__TEXT PROVIDED__
• • •

How to use Ä, Ö & Å in java input?

How to use Ä, Ö & Å in java input? - java

So. I'm wondering how could i make it so that
System prints word which contains a-z + å, ä and ö letters.
(At the moment å, ä and ö are printed in a weird way. I'm pretty sure that you know what it looks like :D)
User inputs a word and compares it to the first word. And at the moment if the word above ^ contains ä, ö or å and i input that word.. It won't see the match between those 2..
So the question is: How can I make it so that if you put å, ä or ö to input it will notice that it's exactly the same å, ä, ö in the word it just printed? I'm using
answer.equals(rightanswer)
There's my whole code :D Mostly just quests and answers :)

• • •

__STORED RECORDS__
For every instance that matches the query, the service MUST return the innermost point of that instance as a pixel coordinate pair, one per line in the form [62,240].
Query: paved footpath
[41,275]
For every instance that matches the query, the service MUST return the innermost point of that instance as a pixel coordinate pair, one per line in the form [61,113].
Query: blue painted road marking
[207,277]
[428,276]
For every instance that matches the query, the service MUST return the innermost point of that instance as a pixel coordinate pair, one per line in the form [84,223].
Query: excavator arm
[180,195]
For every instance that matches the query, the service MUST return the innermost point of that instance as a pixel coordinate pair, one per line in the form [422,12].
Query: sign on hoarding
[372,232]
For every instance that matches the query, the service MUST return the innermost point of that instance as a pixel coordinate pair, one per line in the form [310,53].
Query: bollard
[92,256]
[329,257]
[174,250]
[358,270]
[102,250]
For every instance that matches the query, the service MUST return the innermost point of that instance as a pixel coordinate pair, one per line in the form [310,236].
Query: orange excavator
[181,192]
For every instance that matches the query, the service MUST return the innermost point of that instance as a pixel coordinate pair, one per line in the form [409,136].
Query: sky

• • •

__TO DO__
- 1) In the forum post, what line of code does the poster use to compare the entered word with the correct one?
- 2) Using the forum post, decide whether each statement agrees with it. Answer yes or no for each, and quote the words that decide it.
(a) The letters å, ä and ö are currently printed in a weird way.
(b) The poster compares the two words with a method called compareTo.
(c) When the word contains ä, ö or å, the program fails to see a match with the input.
- 3) Reproduce the passage of the forum post starting with "So. I'm wondering" and going on through "between those 2..".

__OUTPUTS FOR THE TASKS__
- 1) answer.equals(rightanswer)

- 2)
(a) Yes: "At the moment å, ä and ö are printed in a weird way."
(b) No: "answer.equals(rightanswer)"
(c) Yes: "It won't see the match between those 2.."

- 3)
So. I'm wondering how could i make it so that
System prints word which contains a-z + å, ä and ö letters.
(At the moment å, ä and ö are printed in a weird way. I'm pretty sure that you know what it looks like :D)
User inputs a word and compares it to the first word. And at the moment if the word above ^ contains ä, ö or å and i input that word.. It won't see the match between those 2..